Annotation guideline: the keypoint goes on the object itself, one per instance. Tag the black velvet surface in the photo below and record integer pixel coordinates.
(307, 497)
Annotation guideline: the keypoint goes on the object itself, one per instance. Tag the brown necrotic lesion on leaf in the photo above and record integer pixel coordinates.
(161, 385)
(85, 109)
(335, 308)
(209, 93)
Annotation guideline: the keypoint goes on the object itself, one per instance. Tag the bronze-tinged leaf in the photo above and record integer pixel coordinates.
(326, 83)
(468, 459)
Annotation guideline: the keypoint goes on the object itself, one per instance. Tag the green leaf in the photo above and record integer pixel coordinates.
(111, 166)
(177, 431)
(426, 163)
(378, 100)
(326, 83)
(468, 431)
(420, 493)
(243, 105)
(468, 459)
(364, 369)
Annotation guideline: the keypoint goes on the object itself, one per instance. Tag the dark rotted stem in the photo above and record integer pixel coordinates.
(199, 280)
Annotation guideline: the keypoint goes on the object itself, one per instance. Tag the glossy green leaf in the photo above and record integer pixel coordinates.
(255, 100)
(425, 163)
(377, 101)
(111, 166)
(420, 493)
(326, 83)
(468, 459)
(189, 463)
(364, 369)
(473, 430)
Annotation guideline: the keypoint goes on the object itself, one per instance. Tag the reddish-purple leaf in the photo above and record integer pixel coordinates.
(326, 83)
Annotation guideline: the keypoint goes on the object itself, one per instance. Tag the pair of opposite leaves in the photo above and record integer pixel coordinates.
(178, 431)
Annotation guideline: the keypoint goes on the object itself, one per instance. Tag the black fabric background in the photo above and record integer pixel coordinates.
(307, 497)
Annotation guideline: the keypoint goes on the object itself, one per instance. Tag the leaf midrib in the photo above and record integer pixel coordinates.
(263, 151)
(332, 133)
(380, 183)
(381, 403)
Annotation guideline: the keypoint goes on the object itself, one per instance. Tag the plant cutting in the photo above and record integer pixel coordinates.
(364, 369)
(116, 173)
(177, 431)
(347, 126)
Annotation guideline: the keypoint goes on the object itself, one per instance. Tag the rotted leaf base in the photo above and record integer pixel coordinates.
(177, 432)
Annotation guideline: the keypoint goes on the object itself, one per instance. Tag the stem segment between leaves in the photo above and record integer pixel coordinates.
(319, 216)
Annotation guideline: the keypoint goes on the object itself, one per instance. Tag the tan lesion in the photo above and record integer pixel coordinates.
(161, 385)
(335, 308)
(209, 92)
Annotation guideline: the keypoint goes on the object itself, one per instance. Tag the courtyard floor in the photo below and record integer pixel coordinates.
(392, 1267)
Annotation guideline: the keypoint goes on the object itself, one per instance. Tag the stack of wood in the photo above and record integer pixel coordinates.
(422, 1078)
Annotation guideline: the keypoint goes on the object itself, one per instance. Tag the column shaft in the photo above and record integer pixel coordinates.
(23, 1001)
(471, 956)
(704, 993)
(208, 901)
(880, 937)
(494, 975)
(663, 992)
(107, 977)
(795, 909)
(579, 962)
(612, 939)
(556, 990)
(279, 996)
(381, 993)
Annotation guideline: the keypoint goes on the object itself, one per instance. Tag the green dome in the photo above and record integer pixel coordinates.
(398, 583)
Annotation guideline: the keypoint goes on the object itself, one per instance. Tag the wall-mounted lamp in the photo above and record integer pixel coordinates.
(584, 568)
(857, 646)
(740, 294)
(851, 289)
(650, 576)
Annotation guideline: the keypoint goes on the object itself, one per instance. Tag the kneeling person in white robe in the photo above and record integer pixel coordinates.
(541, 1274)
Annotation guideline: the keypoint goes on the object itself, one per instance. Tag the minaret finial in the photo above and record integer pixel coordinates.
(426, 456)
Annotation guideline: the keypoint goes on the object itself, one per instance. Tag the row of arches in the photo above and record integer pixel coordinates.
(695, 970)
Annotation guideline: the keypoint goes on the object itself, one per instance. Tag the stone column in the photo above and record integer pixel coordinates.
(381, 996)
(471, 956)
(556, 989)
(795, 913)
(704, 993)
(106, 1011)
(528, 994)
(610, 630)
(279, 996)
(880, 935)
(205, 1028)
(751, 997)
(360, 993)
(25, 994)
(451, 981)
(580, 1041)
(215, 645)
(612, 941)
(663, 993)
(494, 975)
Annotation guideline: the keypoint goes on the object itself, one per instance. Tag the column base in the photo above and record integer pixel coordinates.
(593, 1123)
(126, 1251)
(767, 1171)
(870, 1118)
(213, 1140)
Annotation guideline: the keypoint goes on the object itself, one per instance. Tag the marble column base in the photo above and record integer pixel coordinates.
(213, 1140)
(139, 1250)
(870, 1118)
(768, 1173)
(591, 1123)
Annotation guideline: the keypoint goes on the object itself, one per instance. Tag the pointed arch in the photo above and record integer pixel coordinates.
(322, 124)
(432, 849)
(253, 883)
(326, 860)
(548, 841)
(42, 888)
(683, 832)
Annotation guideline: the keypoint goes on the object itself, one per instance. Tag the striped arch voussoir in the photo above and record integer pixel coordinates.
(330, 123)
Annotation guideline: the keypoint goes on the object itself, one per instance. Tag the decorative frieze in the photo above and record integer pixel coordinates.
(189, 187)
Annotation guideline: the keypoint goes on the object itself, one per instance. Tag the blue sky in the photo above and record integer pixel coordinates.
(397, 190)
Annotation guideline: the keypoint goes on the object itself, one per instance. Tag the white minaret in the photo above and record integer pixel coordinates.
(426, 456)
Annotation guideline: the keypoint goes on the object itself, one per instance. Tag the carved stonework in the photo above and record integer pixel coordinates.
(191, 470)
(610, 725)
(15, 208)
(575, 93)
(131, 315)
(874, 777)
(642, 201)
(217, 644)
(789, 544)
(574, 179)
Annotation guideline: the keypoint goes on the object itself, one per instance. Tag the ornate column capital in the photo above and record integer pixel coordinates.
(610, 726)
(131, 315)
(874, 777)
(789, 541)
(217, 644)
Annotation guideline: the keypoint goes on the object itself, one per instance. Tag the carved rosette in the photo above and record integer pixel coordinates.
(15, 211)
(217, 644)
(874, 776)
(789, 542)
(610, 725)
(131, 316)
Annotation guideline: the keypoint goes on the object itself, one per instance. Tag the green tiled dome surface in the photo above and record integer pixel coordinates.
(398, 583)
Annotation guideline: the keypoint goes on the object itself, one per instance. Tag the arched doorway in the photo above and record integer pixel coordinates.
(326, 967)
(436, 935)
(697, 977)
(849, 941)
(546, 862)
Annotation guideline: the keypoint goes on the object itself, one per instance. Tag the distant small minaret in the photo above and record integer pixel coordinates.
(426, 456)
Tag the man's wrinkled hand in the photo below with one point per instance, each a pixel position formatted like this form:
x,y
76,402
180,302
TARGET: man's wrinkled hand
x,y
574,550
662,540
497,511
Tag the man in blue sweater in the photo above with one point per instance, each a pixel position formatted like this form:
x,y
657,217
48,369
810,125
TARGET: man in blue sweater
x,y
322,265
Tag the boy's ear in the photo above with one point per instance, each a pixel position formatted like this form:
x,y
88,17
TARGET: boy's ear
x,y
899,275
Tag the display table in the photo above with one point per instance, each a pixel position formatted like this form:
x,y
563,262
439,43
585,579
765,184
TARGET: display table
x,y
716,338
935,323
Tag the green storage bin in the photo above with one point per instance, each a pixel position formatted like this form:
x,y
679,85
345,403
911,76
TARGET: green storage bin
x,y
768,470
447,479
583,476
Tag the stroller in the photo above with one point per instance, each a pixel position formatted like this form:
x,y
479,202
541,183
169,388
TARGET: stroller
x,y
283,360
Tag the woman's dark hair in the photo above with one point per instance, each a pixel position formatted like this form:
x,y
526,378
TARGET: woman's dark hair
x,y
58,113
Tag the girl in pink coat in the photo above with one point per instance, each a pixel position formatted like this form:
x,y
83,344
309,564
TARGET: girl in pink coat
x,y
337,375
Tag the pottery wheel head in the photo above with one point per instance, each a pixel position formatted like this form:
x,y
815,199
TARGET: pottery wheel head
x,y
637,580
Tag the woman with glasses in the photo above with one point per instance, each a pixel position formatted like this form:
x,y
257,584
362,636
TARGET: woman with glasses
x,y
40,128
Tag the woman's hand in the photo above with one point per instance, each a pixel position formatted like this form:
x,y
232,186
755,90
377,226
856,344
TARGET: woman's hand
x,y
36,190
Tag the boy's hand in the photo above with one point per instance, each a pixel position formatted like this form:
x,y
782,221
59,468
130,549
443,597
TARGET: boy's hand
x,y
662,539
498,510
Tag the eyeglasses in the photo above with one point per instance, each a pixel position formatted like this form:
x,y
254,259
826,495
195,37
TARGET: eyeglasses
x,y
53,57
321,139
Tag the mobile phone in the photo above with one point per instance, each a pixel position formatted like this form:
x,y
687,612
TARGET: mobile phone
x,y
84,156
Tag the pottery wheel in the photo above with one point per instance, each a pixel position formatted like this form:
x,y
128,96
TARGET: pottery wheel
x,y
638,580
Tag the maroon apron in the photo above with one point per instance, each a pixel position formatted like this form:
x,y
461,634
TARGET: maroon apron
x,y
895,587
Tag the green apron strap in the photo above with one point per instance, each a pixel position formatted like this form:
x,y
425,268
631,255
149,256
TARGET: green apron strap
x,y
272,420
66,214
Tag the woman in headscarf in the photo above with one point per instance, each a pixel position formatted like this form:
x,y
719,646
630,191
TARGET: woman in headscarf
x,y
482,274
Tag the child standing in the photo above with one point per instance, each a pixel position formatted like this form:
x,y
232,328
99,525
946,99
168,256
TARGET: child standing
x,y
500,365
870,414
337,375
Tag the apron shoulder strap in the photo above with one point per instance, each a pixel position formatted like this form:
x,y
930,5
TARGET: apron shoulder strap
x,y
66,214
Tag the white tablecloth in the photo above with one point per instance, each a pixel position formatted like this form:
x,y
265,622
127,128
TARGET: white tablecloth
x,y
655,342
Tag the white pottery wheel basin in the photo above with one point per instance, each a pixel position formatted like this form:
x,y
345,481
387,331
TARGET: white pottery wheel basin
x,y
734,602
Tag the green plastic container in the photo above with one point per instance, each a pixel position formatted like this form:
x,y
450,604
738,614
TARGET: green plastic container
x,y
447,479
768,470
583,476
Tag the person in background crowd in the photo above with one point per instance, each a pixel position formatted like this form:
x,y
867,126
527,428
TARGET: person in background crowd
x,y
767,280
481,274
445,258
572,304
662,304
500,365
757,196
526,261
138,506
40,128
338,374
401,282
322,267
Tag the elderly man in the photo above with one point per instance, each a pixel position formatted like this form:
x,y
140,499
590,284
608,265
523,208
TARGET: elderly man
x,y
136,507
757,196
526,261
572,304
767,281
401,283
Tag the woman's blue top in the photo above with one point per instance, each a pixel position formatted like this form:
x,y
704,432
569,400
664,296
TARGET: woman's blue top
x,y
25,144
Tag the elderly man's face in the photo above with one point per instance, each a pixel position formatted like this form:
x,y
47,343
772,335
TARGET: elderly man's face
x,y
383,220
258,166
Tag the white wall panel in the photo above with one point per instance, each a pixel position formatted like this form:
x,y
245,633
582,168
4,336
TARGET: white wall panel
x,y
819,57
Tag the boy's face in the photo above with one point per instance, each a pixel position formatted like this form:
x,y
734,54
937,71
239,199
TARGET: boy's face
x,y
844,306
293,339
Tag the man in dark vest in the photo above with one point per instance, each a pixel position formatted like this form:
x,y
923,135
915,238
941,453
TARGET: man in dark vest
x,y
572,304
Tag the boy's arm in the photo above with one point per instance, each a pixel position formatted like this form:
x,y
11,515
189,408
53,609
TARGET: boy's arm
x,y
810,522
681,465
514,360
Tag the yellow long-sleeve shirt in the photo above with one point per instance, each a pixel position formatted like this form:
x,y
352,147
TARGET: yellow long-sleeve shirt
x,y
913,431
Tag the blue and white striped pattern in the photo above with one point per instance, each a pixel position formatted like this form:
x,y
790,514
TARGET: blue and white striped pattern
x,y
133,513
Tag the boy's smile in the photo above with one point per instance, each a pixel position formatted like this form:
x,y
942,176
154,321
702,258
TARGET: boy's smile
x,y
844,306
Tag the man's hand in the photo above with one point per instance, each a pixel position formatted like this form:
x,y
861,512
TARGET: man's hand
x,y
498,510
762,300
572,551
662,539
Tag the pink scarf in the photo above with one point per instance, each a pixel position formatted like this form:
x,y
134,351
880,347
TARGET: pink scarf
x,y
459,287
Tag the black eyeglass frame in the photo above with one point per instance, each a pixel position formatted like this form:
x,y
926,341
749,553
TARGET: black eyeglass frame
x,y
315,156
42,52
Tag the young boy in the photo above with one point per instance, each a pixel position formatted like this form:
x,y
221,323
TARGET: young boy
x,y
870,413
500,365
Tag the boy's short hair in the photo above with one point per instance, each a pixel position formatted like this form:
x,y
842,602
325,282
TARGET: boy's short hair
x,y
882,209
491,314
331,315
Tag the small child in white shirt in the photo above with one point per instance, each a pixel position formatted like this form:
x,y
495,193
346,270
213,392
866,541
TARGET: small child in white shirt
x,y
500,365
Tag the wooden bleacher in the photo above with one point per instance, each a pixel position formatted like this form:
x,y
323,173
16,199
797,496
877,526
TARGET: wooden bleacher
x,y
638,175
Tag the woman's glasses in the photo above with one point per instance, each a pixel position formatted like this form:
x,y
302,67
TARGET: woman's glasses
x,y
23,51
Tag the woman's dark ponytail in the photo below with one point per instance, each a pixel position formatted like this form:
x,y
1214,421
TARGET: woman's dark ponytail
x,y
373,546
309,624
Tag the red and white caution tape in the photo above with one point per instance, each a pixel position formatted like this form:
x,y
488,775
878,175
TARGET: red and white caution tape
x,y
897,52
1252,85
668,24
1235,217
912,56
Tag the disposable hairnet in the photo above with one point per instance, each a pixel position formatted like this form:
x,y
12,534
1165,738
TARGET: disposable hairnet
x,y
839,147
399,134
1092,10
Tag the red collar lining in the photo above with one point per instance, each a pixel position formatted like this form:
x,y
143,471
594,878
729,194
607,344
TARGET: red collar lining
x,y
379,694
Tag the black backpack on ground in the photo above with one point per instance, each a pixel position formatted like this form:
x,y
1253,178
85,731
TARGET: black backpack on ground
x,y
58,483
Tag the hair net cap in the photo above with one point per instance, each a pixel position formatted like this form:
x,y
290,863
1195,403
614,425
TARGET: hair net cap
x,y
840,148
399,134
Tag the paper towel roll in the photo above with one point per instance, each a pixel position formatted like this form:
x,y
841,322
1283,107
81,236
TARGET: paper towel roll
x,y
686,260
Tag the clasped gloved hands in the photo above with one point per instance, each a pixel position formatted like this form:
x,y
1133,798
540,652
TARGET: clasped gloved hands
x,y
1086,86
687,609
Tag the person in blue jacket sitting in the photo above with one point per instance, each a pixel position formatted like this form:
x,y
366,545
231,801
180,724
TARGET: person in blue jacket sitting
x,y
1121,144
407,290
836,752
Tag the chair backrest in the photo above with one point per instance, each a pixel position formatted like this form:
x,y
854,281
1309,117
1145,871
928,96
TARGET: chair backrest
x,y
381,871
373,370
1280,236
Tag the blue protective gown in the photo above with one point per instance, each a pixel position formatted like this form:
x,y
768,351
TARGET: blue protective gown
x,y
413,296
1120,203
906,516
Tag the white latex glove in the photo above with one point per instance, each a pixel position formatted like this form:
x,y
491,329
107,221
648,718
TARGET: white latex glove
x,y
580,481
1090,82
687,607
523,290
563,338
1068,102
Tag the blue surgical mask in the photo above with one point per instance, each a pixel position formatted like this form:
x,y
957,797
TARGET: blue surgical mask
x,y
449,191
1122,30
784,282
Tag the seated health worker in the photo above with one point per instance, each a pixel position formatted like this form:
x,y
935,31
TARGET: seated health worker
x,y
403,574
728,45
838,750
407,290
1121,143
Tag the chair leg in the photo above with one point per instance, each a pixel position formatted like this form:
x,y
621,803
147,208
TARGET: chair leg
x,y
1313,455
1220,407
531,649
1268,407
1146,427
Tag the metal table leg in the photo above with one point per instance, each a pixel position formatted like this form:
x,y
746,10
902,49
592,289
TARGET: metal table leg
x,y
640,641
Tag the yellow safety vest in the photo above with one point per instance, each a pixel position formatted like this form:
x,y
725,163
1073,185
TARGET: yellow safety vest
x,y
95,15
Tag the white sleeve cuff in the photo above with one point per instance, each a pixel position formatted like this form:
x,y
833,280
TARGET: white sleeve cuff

----------

### EXERCISE PROMPT
The string "cuff" may occur in the listing; show every line where it does.

### FINISHED EXERCISE
Tag the white sleeve cuff in the photo above with one point per instance, each a pixel position formatted like this form:
TARGET: white sleeve cuff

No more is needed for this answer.